Three years ago we started a small effort to see if we could build training systems for large-scale deep neural networks and use these to make significant progress on various perceptual tasks. Since then, our software systems and algorithms have been used by dozens of different groups at Google to train state-of-the-art models for speech recognition, image recognition, various visual detection tasks, language modeling, ads click prediction, language translation, and various other tasks. In this talk, I'll highlight some of the distributed systems and algorithms that we use in order to train large models quickly. I'll then discuss ways in which we have applied this work to a variety of problems in Google's products, usually in close collaboration with other teams.
This talk describes joint work with many people at Google.

- - -

» **Given problem 1**: Format the stretch of the records from the line containing "of the shoreline" through the end of the records as a Markdown table with the columns Row and Line, leaving out blank lines.
The records below are unrelated to the talk abstract.

- - -

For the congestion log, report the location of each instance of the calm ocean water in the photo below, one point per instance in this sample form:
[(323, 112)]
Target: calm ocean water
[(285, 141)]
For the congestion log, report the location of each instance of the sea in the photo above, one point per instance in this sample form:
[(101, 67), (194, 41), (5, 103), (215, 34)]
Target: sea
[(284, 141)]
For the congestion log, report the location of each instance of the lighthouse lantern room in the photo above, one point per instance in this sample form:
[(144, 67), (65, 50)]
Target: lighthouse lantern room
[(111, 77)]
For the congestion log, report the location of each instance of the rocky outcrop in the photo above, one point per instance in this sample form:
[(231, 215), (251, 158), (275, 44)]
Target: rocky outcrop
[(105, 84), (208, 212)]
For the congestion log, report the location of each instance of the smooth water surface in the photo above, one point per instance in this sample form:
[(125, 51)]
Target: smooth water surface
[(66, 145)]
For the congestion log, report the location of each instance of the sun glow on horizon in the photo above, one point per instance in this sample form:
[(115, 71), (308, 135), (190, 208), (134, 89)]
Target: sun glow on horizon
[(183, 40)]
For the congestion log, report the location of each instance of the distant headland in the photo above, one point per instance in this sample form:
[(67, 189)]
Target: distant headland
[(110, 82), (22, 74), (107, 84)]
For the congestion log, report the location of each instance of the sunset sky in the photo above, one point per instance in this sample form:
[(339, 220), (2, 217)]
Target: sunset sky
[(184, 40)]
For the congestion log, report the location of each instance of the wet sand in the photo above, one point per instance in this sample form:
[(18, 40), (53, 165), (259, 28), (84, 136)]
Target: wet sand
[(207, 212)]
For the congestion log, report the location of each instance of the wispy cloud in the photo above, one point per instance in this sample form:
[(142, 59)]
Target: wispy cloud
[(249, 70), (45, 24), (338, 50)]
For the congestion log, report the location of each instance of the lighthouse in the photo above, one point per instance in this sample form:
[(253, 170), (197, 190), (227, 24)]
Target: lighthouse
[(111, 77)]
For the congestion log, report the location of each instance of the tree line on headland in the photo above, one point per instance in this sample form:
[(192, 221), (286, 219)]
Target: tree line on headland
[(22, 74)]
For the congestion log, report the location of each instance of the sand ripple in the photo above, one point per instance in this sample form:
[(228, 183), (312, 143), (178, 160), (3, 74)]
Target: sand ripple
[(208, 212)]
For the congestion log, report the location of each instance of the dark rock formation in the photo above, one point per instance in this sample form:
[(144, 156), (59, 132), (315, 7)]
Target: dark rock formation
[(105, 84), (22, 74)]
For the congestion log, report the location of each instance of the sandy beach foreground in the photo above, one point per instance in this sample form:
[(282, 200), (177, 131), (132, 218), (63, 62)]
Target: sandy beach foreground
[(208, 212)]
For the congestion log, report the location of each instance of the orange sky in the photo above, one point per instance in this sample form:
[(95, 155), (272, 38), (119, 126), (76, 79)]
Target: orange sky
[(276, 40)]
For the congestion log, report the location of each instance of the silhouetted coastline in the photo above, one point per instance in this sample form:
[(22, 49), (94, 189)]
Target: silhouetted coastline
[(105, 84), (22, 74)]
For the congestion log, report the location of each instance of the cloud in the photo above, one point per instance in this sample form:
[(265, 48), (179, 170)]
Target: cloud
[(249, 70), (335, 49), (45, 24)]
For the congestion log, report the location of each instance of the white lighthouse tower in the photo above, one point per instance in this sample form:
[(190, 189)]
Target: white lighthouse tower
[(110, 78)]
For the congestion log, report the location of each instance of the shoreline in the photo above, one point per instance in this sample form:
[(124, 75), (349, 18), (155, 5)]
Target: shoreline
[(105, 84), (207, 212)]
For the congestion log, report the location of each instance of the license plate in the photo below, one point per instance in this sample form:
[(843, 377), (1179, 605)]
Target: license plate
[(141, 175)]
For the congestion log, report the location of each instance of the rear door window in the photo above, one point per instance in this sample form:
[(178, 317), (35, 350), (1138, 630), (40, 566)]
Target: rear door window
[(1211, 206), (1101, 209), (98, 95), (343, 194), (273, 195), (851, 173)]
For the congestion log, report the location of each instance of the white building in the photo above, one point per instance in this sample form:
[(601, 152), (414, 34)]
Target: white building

- - -

» **Given problem 2**: According to the talk abstract, how long ago did the effort to build training systems for large-scale deep neural networks begin?

» **Task response 1**:
| Row | Line |
|---|---|
| 1 | For the congestion log, report the location of each instance of the shoreline in the photo above, one point per instance in this sample form: |
| 2 | [(124, 75), (349, 18), (155, 5)] |
| 3 | Target: shoreline |
| 4 | [(105, 84), (207, 212)] |
| 5 | For the congestion log, report the location of each instance of the license plate in the photo below, one point per instance in this sample form: |
| 6 | [(843, 377), (1179, 605)] |
| 7 | Target: license plate |
| 8 | [(141, 175)] |
| 9 | For the congestion log, report the location of each instance of the rear door window in the photo above, one point per instance in this sample form: |
| 10 | [(178, 317), (35, 350), (1138, 630), (40, 566)] |
| 11 | Target: rear door window |
| 12 | [(1211, 206), (1101, 209), (98, 95), (343, 194), (273, 195), (851, 173)] |
| 13 | For the congestion log, report the location of each instance of the white building in the photo above, one point per instance in this sample form: |
| 14 | [(601, 152), (414, 34)] |
| 15 | Target: white building |

» **Task response 2**: Three years ago.